*** Input data Section Begins ***

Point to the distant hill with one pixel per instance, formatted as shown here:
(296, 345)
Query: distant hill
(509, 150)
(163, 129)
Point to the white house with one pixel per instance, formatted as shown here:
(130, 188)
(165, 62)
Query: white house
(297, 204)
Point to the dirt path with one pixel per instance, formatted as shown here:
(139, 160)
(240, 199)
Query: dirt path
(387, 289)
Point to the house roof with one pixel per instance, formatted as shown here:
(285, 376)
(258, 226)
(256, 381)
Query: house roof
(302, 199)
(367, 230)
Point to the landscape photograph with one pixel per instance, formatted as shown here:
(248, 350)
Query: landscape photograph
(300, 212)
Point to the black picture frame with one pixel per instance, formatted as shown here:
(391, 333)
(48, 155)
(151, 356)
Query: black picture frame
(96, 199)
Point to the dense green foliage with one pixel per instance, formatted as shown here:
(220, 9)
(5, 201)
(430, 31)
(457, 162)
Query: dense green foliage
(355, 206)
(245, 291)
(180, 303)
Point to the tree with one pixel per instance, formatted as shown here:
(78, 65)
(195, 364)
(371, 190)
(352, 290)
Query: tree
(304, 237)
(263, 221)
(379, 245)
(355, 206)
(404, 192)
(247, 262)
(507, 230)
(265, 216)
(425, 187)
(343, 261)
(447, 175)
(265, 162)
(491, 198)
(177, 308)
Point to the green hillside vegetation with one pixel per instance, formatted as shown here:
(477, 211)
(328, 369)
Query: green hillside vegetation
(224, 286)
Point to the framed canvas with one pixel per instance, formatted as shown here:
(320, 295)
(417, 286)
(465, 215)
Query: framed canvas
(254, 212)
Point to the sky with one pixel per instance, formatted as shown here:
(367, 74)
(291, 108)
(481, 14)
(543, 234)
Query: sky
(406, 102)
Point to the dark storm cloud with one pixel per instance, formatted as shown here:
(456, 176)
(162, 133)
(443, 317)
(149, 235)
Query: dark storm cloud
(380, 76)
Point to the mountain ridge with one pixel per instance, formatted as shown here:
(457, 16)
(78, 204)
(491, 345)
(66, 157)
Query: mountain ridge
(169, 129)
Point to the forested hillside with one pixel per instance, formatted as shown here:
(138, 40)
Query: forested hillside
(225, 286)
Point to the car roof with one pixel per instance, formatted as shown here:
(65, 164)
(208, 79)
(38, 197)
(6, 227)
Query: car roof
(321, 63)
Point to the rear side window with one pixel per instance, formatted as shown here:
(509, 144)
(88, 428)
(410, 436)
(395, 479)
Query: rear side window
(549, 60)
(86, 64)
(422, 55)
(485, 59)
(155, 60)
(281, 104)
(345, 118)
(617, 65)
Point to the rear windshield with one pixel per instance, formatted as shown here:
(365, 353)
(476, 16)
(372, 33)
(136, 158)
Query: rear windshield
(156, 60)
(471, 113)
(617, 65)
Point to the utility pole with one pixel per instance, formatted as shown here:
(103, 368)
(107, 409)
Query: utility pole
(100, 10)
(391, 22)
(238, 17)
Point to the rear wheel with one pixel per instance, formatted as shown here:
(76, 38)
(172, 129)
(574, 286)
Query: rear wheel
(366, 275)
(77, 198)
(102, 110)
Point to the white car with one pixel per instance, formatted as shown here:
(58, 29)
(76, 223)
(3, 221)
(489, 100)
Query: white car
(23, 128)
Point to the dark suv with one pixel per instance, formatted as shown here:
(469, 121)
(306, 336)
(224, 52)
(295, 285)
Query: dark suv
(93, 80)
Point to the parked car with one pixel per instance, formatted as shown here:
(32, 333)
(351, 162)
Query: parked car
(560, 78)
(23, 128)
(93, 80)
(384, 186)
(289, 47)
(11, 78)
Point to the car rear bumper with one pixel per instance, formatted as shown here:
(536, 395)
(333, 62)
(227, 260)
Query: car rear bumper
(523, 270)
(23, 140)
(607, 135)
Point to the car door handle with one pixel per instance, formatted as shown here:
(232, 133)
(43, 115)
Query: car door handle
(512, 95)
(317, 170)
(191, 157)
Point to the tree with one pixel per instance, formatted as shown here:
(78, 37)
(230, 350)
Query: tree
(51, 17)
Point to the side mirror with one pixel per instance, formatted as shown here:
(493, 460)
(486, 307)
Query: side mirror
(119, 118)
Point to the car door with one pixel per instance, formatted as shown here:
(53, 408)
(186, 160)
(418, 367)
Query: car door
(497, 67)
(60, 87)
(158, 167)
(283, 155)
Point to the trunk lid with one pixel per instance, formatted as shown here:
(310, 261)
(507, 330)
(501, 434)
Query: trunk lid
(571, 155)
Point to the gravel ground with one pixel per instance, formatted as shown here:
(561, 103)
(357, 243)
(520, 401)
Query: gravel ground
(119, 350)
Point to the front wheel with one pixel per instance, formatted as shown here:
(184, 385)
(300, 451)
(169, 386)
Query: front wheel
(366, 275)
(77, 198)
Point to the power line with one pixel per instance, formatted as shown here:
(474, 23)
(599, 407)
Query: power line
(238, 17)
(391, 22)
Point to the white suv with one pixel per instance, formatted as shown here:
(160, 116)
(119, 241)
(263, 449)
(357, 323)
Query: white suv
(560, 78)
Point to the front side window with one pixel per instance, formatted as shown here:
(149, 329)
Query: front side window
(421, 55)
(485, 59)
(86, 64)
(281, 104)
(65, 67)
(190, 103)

*** Input data Section Ends ***

What is needed: Using the entries above, restate word for word every line from the one that contains "Point to the front wheel" through the last.

Task response:
Point to the front wheel with one pixel per instance, formatted as shown here:
(184, 385)
(300, 451)
(169, 386)
Query: front wheel
(366, 275)
(77, 198)
Point to the power line with one pixel per instance, formatted as shown here:
(474, 23)
(599, 407)
Query: power line
(238, 17)
(391, 22)
Point to the white suv with one pixel per instance, formatted as shown here:
(160, 116)
(119, 241)
(263, 449)
(357, 323)
Query: white suv
(560, 78)
Point to the front side window with one pixel per instance, formatted as shown here:
(149, 329)
Query: front side window
(421, 55)
(485, 59)
(86, 64)
(281, 104)
(65, 67)
(190, 103)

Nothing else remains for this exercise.